▸ **DOCUMENT EXCERPT**:

◆ ◆ ◆ ◆ ◆ ◆ ◆

Experiment Architect is the repo for Test Architect, a Streamlit app for planning and analyzing product experiments. It covers A/B test sizing, causal method selection, CSV-based result analysis, and a small LLM layer that maps messy column names before Python runs the statistics.
Live app: https://testarchitect.streamlit.app/
- Designs A/B tests with sample size, reverse MDE, split-ratio penalty, and deterministic sanity checks.
- Shows a sensitivity view so you can see how traffic and baseline assumptions change the detectable effect.
- Recommends a causal method when randomization is not possible.
- Runs DiD with a parallel-trends pre-test and clustered standard errors.
- Runs RDD with a density check around the cutoff, a rule-of-thumb local bandwidth, and a bandwidth sweep for robustness.
- Analyzes raw CSVs with frequentist or Bayesian methods after validating mapped columns, dtypes, and missing values.
- Adds frequentist guardrails for multiple primary metrics and early peeking.
- Uses expected loss alongside posterior win probability for Bayesian shipping recommendations.
The repo follows a simple split:
app.py: Streamlit UI and orchestration.stats/: statistical methods, diagnostics, plotting helpers, and input validation.llm/: provider wrappers plus JSON retry/parsing helpers.ui/: small rendering helpers.tests/: unit tests and simulation tests.
See ARCHITECTURE.md for the fuller walkthrough.
git clone https://github.com/tomasz-solis/experiment-architect.git
cd experiment-architect
pip install -r requirements.txtIf you want to run tests:
pip install -r requirements-dev.txtCreate a .env file if you want AI-assisted column mapping:
LLM_PROVIDER=openai
OPENAI_API_KEY=sk-your-key-here
# or
# LLM_PROVIDER=anthropic
# ANTHROPIC_API_KEY=sk-ant-...
# or
# LLM_PROVIDER=gemini
# GEMINI_API_KEY=...Then start the app:
streamlit run app.pyThe app still works without an API key. The LLM-powered mapping and code-generation paths are simply disabled.
For Streamlit Community Cloud, put the same keys in the app's Secrets settings instead of committing them to GitHub. A matching example lives in .streamlit/secrets.toml.example.
LLM_PROVIDER = "openai"

◆ ◆ ◆ ◆ ◆ ◆ ◆

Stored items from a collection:

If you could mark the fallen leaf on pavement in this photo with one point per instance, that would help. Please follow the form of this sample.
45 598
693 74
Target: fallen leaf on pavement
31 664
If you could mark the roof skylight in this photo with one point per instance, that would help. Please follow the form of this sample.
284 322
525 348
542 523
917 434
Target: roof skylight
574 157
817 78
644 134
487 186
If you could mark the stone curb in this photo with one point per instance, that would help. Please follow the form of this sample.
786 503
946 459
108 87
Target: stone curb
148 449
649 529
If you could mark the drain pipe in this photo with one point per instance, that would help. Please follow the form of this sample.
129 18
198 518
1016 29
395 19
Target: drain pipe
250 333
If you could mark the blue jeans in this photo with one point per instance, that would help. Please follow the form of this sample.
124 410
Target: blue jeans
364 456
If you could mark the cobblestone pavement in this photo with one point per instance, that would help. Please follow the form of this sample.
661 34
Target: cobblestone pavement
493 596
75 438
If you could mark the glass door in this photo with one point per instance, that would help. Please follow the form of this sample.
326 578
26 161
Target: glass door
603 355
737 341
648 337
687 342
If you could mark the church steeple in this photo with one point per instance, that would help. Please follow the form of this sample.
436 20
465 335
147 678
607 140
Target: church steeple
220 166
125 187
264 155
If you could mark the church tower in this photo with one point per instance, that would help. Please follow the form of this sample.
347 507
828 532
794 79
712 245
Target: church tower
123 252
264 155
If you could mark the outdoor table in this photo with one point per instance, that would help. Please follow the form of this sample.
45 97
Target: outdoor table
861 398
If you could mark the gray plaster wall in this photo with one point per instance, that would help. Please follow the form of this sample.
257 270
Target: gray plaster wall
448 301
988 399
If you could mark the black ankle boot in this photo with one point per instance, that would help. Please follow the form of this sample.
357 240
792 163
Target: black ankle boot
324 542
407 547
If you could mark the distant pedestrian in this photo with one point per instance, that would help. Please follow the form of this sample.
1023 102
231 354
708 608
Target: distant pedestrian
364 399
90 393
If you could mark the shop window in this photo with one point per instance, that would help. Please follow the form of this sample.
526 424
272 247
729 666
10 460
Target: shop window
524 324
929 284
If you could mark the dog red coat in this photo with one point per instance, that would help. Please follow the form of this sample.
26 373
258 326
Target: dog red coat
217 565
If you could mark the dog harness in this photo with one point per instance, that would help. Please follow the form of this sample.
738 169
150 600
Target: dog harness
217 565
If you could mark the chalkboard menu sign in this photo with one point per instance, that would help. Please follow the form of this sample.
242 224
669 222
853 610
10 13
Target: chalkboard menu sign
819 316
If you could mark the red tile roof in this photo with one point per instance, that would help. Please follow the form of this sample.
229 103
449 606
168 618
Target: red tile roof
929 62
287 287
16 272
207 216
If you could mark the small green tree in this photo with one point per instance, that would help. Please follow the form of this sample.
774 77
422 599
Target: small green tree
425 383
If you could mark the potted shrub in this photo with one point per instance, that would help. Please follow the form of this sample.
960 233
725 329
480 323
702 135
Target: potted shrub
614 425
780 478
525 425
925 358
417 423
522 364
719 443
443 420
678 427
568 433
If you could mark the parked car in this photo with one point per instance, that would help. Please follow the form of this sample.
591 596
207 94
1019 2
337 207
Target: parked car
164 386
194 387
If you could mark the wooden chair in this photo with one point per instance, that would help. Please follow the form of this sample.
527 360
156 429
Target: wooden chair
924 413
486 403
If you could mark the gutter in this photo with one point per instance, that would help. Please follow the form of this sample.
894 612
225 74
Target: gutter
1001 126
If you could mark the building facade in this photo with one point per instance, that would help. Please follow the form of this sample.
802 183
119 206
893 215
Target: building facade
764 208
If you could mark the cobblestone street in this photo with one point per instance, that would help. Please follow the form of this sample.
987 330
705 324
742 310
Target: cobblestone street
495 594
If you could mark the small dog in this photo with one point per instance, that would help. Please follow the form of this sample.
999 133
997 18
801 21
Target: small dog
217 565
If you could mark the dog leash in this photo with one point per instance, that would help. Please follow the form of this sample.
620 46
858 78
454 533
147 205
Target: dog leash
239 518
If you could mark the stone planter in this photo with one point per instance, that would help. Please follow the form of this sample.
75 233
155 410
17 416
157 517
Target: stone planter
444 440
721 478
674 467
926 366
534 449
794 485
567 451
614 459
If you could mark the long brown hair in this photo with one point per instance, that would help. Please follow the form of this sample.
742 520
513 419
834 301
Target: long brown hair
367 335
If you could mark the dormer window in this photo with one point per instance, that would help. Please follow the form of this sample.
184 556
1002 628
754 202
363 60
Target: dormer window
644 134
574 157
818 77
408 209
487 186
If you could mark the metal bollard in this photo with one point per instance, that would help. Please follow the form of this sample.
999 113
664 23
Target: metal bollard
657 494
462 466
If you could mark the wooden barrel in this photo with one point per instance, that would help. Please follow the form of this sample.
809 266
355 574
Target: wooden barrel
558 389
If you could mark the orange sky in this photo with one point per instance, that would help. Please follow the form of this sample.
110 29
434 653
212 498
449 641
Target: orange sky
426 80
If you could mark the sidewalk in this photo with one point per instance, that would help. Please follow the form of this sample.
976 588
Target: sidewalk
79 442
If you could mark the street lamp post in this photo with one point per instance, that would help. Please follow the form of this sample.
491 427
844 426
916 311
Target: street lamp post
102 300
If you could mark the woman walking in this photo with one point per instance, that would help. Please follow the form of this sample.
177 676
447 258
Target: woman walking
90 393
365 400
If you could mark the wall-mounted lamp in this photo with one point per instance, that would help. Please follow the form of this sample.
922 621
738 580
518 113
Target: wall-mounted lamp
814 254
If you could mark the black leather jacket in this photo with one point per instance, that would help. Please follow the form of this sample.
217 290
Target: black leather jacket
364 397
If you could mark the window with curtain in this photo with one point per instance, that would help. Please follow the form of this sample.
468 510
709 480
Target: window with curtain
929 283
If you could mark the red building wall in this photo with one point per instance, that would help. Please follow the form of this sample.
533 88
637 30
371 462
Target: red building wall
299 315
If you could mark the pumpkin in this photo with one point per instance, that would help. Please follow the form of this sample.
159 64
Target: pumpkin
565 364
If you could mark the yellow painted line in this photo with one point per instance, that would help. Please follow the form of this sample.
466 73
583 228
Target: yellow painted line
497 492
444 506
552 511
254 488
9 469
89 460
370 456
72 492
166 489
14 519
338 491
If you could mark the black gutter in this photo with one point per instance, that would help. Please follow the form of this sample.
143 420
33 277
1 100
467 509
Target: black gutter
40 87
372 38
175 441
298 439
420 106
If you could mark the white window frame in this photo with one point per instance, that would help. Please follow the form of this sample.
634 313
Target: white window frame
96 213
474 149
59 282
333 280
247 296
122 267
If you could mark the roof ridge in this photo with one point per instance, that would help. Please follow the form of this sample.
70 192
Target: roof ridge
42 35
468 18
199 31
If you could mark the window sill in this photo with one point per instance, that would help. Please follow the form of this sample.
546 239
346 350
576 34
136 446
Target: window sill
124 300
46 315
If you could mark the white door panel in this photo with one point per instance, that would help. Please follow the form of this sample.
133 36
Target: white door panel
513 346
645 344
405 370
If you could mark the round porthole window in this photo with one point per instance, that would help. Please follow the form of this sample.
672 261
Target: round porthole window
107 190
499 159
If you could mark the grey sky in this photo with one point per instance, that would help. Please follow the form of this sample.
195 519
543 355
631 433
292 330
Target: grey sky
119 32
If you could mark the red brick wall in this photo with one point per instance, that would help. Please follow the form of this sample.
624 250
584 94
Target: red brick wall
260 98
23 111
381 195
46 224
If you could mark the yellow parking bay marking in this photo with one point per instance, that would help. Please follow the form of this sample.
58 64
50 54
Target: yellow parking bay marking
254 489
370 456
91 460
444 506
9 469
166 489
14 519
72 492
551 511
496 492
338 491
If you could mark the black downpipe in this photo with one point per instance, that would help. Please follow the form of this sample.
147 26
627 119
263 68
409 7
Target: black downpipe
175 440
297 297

◆ ◆ ◆ ◆ ◆ ◆ ◆

▸ **WHAT TO WORK ON**:
**1)** Answer these questions from the Test Architect description:
(a) What check does the RDD feature run around the cutoff?
(b) Which paths are disabled when the app runs without an API key?
(c) Where should the keys go for Streamlit Community Cloud instead of being committed to GitHub?
**2)** Retype the Test Architect description from "- Runs RDD with" up to and including "and early peeking.".
**3)** Extend the Test Architect description from where it stops.
The records are separate material, unrelated to the Test Architect description.

▸ **ANSWERS BELOW**:
**1)**
(a) A density check.
(b) The LLM-powered mapping and code-generation paths.
(c) In the app's Secrets settings.

**2)**
- Runs RDD with a density check around the cutoff, a rule-of-thumb local bandwidth, and a bandwidth sweep for robustness.
- Analyzes raw CSVs with frequentist or Bayesian methods after validating mapped columns, dtypes, and missing values.
- Adds frequentist guardrails for multiple primary metrics and early peeking.

**3)**
OPENAI_API_KEY = "sk-your-key-here"If you want the keep-awake workflow to ping the deployed app, add a repository variable named STREAMLIT_APP_URL with your app URL, for example https://your-app-name.streamlit.app/. If you only store the hostname, the workflow will prepend https:// for you. It also keeps a small cookie jar so it can survive Streamlit's auth redirects. If it reports Streamlit's not_found page, the URL is stale or the app is no longer deployed at that address.
If you want a fast demo without preparing your own file, upload examples/sample_ab_test.csv in the Raw CSV (Automated Analysis) tab.
uv run --extra dev pytestThe current suite covers:
- frequentist helpers
- Bayesian decision logic
- causal simulation checks
- LLM JSON retry logic
- dataframe validation contracts
The repo also includes a lightweight GitHub Actions workflow at .github/workflows/tests.yml that installs requirements-dev.txt and runs pytest.
- Use the frequentist path when you need a familiar significance test and confidence interval.
- If you reviewed several primary metrics, use the adjusted alpha shown in the app rather than treating every p-value as if it came from a single test.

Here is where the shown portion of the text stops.